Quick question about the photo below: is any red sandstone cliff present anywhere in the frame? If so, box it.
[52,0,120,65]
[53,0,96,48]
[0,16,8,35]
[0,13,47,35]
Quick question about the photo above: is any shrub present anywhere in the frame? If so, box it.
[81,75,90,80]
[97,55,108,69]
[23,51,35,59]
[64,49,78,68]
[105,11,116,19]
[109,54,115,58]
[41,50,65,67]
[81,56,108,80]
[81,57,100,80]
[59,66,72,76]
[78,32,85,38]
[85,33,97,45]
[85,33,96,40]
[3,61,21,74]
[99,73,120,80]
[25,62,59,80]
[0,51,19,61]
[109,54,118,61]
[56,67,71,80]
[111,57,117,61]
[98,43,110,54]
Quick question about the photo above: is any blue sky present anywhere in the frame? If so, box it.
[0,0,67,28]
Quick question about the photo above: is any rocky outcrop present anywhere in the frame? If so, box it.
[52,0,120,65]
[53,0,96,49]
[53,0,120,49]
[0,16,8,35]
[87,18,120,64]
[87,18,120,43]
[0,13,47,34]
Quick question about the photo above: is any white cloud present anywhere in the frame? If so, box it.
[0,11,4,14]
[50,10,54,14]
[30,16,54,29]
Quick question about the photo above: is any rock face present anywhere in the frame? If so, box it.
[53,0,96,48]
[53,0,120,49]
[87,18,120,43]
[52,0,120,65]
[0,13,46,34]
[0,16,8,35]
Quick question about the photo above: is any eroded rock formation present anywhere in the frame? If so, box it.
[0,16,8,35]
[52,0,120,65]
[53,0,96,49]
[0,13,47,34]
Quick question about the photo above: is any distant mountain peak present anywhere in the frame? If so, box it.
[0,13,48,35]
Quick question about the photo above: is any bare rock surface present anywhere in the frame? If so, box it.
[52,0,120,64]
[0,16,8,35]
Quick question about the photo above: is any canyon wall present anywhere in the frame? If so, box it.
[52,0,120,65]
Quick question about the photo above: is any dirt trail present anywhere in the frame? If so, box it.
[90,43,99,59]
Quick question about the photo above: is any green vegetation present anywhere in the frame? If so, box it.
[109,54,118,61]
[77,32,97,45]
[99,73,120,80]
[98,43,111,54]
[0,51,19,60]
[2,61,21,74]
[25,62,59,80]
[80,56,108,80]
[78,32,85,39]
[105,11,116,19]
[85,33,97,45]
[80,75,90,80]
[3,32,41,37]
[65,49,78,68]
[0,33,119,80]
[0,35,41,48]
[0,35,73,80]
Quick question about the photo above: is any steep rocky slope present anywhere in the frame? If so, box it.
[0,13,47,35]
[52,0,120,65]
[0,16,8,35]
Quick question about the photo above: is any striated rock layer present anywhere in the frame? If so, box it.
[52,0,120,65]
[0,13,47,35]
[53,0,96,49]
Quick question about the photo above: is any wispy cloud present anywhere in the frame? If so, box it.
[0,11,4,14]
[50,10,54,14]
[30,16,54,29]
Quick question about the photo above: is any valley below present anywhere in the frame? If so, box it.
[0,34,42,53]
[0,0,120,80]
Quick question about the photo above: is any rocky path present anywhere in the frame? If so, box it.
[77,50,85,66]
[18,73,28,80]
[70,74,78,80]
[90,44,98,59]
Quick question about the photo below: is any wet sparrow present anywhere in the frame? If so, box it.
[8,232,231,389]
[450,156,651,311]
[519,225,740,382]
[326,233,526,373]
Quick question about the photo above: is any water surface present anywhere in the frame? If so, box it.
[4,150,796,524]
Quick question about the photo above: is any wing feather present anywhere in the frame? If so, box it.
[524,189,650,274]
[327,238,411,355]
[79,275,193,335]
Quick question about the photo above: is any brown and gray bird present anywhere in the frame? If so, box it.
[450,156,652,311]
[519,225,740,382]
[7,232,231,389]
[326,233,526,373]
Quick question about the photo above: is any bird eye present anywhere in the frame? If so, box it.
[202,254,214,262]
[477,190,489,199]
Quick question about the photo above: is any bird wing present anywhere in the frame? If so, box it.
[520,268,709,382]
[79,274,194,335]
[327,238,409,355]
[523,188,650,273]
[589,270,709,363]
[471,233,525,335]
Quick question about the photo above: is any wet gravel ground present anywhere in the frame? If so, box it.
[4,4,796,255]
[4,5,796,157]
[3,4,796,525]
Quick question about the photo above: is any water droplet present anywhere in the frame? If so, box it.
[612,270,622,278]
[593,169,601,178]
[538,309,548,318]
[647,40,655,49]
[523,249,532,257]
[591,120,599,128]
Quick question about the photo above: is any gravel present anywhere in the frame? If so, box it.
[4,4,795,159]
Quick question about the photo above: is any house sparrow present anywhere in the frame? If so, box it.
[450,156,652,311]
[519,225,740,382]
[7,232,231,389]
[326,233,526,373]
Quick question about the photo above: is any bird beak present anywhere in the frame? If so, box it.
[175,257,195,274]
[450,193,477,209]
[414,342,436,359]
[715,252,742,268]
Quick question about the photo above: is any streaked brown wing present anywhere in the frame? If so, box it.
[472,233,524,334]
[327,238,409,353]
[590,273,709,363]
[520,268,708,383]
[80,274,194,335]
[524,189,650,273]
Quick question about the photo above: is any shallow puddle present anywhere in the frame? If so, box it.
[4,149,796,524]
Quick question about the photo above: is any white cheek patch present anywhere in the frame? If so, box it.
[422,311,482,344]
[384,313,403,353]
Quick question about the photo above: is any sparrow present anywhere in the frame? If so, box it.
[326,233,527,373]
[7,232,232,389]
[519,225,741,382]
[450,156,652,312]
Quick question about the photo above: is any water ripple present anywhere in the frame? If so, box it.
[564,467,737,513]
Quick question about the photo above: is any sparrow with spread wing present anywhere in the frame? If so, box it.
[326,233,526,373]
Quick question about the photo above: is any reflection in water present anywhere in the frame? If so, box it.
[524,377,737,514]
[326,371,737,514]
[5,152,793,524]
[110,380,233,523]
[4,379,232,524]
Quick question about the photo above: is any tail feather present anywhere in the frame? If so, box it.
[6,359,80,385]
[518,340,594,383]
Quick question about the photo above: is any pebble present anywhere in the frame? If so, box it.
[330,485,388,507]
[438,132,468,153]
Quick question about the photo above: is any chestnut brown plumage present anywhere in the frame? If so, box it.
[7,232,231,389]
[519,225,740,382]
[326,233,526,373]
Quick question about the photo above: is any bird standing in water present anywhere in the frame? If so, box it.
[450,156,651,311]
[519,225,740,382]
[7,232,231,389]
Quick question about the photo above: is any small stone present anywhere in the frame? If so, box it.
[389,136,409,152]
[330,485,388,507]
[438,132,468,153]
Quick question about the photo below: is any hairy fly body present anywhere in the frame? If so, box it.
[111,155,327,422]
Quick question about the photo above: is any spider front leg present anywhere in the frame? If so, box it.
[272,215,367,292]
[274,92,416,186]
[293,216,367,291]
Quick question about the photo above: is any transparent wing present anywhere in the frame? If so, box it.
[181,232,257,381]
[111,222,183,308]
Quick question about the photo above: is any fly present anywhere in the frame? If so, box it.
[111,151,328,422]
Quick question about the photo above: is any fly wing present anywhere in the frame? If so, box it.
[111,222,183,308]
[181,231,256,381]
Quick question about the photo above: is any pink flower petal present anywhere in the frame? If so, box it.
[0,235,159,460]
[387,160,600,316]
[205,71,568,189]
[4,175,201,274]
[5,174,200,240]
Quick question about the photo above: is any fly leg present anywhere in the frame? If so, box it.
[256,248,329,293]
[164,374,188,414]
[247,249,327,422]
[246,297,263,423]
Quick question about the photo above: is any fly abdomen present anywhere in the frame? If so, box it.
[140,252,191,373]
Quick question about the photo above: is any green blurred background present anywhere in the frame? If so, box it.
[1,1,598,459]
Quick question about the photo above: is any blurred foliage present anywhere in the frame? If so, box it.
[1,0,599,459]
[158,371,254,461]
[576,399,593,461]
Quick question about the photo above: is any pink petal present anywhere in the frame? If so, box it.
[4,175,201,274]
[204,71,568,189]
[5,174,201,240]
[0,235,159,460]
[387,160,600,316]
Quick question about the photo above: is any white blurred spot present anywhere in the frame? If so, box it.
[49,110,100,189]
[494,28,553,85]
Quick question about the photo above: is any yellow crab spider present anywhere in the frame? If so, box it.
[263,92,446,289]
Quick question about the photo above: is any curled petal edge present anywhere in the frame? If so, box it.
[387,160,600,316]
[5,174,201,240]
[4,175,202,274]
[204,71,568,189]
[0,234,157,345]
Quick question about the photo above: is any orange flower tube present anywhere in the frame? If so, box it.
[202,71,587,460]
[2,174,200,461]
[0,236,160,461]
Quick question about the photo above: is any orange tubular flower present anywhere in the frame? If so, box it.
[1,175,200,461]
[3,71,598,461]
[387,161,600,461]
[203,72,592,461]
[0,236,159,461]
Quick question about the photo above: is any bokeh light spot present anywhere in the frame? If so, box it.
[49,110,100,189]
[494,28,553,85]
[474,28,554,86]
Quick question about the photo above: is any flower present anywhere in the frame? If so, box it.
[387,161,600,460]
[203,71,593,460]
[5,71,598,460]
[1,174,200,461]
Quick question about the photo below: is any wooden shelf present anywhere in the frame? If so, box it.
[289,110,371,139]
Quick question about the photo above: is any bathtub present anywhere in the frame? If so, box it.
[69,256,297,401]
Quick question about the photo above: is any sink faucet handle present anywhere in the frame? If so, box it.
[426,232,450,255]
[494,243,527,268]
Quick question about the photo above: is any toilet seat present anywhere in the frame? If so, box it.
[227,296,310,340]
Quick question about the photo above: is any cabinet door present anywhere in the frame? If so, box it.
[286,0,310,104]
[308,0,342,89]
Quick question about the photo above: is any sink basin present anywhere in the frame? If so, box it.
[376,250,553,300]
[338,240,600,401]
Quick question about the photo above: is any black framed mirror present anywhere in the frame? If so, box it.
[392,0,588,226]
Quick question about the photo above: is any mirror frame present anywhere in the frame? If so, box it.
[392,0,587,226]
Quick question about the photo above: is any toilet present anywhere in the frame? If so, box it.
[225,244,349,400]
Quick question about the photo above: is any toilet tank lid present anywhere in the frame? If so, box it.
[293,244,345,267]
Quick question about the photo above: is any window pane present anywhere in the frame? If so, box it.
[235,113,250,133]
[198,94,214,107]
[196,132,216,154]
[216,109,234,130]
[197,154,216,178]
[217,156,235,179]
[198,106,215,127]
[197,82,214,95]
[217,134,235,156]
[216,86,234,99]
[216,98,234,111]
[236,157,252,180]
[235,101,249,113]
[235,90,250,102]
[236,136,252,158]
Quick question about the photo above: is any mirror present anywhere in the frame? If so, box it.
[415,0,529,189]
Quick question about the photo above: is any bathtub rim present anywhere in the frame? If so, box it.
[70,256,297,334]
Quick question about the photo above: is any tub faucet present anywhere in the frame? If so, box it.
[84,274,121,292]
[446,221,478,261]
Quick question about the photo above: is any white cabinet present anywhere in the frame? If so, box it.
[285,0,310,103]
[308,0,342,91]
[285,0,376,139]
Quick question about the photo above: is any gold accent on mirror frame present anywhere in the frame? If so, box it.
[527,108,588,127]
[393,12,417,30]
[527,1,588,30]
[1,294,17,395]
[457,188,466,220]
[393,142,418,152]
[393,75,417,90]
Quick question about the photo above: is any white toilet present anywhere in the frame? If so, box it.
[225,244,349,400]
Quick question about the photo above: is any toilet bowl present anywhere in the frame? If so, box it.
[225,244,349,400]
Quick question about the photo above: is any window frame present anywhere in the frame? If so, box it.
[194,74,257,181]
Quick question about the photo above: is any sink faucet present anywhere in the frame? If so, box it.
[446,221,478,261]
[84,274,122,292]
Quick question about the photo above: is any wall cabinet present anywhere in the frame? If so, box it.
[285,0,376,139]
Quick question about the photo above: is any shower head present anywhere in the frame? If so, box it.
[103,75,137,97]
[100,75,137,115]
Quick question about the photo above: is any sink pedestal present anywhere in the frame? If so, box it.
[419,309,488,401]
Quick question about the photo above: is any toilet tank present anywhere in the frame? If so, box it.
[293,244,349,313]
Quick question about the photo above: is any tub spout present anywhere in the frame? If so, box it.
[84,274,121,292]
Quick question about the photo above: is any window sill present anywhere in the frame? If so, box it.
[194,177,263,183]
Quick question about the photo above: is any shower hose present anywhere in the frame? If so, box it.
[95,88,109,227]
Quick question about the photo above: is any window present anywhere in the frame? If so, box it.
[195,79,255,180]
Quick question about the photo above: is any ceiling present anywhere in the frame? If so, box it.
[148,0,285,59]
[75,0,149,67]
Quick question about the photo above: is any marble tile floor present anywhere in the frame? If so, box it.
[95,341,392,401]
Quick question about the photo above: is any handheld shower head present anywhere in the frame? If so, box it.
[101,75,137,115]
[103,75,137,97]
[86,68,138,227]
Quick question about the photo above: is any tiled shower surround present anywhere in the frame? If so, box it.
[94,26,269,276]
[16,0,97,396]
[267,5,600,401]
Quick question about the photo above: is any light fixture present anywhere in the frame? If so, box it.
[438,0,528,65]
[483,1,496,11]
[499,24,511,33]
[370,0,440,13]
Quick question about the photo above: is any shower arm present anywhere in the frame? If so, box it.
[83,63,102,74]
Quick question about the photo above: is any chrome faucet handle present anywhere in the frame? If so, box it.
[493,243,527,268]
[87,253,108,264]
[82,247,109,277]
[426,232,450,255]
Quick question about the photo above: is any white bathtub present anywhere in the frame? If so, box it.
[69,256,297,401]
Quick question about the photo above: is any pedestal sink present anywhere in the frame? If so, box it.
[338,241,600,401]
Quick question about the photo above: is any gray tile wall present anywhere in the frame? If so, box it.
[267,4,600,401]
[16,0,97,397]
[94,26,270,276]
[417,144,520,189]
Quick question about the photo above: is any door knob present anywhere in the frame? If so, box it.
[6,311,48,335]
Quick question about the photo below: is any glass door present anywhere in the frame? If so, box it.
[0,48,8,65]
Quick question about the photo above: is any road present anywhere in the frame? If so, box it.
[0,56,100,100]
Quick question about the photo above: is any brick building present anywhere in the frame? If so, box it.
======
* Your assignment
The answer must be the line containing "Quick question about the photo above: is any pedestal" and every line after it to the end of the data, exactly as written.

* The answer
Quick question about the photo above: is any pedestal sink present anywhere in the frame? If so, box it.
[338,241,600,401]
Quick question about the photo above: is any gray tile wall present anywhere in the frame? If so, box it.
[267,4,600,401]
[16,0,97,397]
[94,26,270,276]
[417,144,520,189]
Quick question about the photo above: is any door knob present anywhere in the frame? If so, box it.
[6,311,48,335]
Quick question about the photo below: is any glass door present anywhere in the frame? If so, box it.
[0,48,8,65]
Quick question about the photo above: is any road present anywhere in the frame? If so, box it.
[0,56,100,100]
Quick question about the photo above: is any brick building present anywhere in the frame? If so, box it.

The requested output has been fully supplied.